**WORK TO BE COMPLETED**.
Repeat each entry verbatim.

(RECORDED INFORMATION Opens)

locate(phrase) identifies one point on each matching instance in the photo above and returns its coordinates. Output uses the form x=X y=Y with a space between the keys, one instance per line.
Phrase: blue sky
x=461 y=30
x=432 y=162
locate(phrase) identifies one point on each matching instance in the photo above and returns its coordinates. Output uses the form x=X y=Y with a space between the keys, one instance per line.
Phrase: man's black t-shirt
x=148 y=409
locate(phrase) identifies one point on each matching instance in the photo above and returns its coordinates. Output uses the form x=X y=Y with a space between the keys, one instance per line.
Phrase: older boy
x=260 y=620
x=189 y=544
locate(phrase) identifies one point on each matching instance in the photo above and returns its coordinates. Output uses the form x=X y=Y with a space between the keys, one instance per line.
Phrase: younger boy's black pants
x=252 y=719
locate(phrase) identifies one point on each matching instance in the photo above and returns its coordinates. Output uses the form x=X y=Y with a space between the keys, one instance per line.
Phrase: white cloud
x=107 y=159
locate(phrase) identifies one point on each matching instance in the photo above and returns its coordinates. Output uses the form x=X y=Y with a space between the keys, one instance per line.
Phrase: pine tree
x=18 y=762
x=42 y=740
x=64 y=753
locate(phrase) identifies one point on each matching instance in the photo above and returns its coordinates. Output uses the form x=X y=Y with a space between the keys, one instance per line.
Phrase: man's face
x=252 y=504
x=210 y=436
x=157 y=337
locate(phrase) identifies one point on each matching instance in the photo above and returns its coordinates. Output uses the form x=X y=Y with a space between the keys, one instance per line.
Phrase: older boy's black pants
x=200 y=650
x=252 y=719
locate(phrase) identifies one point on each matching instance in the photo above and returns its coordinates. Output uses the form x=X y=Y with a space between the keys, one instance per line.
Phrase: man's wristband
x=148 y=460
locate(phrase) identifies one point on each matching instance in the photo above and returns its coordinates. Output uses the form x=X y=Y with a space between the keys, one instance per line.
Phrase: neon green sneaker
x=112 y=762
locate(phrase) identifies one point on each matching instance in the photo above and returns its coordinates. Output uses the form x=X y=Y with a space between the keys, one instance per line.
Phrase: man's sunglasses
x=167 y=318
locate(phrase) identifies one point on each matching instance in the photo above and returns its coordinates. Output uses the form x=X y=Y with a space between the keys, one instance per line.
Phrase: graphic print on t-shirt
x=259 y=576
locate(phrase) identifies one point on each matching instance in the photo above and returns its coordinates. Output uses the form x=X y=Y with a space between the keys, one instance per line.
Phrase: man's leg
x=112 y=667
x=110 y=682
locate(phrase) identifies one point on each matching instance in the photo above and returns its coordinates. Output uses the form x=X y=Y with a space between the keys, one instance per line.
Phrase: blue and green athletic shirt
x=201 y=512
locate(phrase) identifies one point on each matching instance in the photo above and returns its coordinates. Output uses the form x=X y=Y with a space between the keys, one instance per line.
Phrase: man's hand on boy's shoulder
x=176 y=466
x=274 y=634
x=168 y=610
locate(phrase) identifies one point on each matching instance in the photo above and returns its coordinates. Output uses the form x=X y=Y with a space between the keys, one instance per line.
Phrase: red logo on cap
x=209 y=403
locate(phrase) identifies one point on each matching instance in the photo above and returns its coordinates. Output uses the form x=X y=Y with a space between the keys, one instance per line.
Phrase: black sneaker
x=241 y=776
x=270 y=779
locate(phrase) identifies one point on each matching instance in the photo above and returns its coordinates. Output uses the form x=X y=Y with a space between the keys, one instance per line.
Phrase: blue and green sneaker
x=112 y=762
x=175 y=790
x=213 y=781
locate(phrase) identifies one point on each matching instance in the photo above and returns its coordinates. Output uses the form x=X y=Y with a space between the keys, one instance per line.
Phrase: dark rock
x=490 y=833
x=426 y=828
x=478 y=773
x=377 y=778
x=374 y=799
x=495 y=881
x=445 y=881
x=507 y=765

(RECORDED INFORMATION Closes)

**SOLUTION**.
locate(phrase) identifies one point on each matching instance in the photo above and returns its coordinates. Output uses the form x=X y=Y with a space between the keys, one instance per line.
Phrase: blue sky
x=461 y=30
x=432 y=162
locate(phrase) identifies one point on each matching instance in the photo above and returns its coordinates. Output uses the form x=X y=Y with a space between the keys, one instance per line.
Phrase: man's black t-shirt
x=148 y=409
locate(phrase) identifies one point on each matching instance in the photo above and returns its coordinates. Output uses the form x=X y=Y with a space between the keys, one instance per line.
Phrase: older boy
x=260 y=620
x=189 y=544
locate(phrase) identifies one point on each matching instance in the photo above and returns its coordinates. Output uses the form x=X y=Y with a space between the keys, one instance per line.
Phrase: younger boy's black pants
x=252 y=719
locate(phrase) identifies one point on each matching instance in the photo above and returns its coordinates. Output uses the form x=X y=Y with a space between the keys, one instance per line.
Phrase: white cloud
x=107 y=159
locate(phrase) identifies one point on each matching instance in the photo above and returns its coordinates. Output uses the form x=X y=Y with a space between the keys, one instance per line.
Phrase: pine tree
x=18 y=762
x=42 y=740
x=64 y=753
locate(phrase) identifies one point on each matching instance in the photo above and returns its coordinates. Output uses the form x=X y=Y with a space between the keys, one instance per line.
Phrase: man's face
x=252 y=504
x=210 y=436
x=157 y=337
locate(phrase) identifies one point on each matching instance in the photo above and returns its coordinates. Output uses the form x=X y=Y with a space between the keys, one instance per line.
Phrase: older boy's black pants
x=200 y=650
x=252 y=719
locate(phrase) identifies one point on each matching instance in the photo above and returns its coordinates. Output uses the form x=X y=Y with a space between the keys, one instance per line.
Phrase: man's wristband
x=148 y=460
locate(phrase) identifies one point on each matching instance in the photo above and returns its coordinates. Output uses the form x=X y=Y with a space between the keys, one instance per line.
Phrase: neon green sneaker
x=112 y=762
locate(phrase) identifies one point on each matching instance in the photo above and returns its coordinates. Output uses the form x=X y=Y with a space between the keys, one instance per line.
Phrase: man's sunglasses
x=167 y=318
locate(phrase) identifies one point on each matching instance in the photo above and returns its coordinates. Output uses the form x=X y=Y with a space between the keys, one instance per line.
Phrase: graphic print on t-shirt
x=259 y=576
locate(phrase) identifies one point on each matching instance in the photo above and returns its coordinates. Output uses the form x=X y=Y with a space between the keys, one instance per line.
Phrase: man's leg
x=112 y=667
x=110 y=682
locate(phrase) identifies one point on each matching instance in the photo above and returns its coordinates. Output uses the form x=X y=Y with a space between the keys, one instance per line.
Phrase: blue and green athletic shirt
x=201 y=512
locate(phrase) identifies one point on each matching instance in the photo above and returns its coordinates. Output uses the form x=X y=Y with a space between the keys, one instance per line.
Phrase: man's hand on boy's shoulder
x=176 y=466
x=274 y=634
x=168 y=610
locate(phrase) identifies one point on each matching instance in the photo above and returns its coordinates. Output uses the form x=X y=Y with a space between the keys, one instance per line.
Phrase: red logo on cap
x=209 y=403
locate(phrase) identifies one point on each matching instance in the photo above and returns its coordinates. Output uses the form x=X y=Y with a space between the keys, one instance per line.
Phrase: black sneaker
x=241 y=776
x=270 y=779
locate(phrase) identifies one point on each matching instance in the photo above and returns its coordinates. Output uses the form x=X y=Y with a space between the keys, one instance per line.
Phrase: blue and green sneaker
x=112 y=762
x=175 y=790
x=213 y=781
locate(phrase) identifies one point on each matching instance in the photo above and returns its coordinates. Output uses the form x=X y=Y with a space between the keys, one instance per line.
Phrase: dark rock
x=490 y=833
x=426 y=828
x=478 y=773
x=377 y=778
x=374 y=799
x=495 y=881
x=445 y=881
x=507 y=765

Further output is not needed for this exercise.